Return every one of the records below verbatim, with no changes of any kind.

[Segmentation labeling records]
--- start ---
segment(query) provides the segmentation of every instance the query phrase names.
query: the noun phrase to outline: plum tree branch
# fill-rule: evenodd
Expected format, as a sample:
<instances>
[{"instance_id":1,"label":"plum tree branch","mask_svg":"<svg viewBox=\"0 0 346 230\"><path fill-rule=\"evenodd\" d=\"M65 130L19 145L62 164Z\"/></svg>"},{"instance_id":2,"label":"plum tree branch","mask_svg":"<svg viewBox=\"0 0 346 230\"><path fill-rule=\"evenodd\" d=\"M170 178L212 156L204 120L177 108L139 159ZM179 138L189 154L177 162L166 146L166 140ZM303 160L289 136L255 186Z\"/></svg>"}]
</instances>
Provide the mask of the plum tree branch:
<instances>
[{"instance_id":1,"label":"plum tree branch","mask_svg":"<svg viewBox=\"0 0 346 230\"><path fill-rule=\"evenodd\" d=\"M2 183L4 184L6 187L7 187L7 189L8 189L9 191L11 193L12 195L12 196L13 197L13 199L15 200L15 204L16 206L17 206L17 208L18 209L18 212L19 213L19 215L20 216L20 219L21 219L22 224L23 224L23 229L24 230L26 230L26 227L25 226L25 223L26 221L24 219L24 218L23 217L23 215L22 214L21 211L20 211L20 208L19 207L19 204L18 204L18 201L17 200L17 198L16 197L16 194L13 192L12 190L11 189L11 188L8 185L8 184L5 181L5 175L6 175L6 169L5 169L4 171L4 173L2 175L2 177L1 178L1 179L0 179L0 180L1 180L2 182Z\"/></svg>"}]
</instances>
--- end ---
**THE ANSWER**.
segment(query) provides the segmentation of every instance the query phrase names.
query: the noun phrase to outline: plum tree branch
# fill-rule: evenodd
Expected format, as a sample:
<instances>
[{"instance_id":1,"label":"plum tree branch","mask_svg":"<svg viewBox=\"0 0 346 230\"><path fill-rule=\"evenodd\" d=\"M65 130L19 145L62 164Z\"/></svg>"},{"instance_id":2,"label":"plum tree branch","mask_svg":"<svg viewBox=\"0 0 346 230\"><path fill-rule=\"evenodd\" d=\"M170 178L212 156L204 120L177 108L139 159ZM179 138L189 154L177 162L166 146L166 140ZM303 160L289 136L255 186Z\"/></svg>"}]
</instances>
Provide the mask of the plum tree branch:
<instances>
[{"instance_id":1,"label":"plum tree branch","mask_svg":"<svg viewBox=\"0 0 346 230\"><path fill-rule=\"evenodd\" d=\"M2 183L4 184L6 187L7 187L7 189L8 189L9 191L11 193L12 195L12 196L13 197L13 199L15 200L15 204L16 206L17 206L17 208L18 209L18 212L19 213L19 215L20 216L20 219L21 219L22 224L23 224L23 229L24 230L26 230L26 227L25 226L25 223L26 221L24 219L24 218L23 217L23 215L22 214L21 211L20 211L20 208L19 207L19 204L18 204L18 201L17 200L17 198L16 197L16 194L13 192L12 190L11 189L11 188L8 185L8 184L5 181L5 175L6 175L6 169L5 169L4 171L4 173L2 175L2 177L1 178L1 179L0 179L0 180L1 180L2 182Z\"/></svg>"}]
</instances>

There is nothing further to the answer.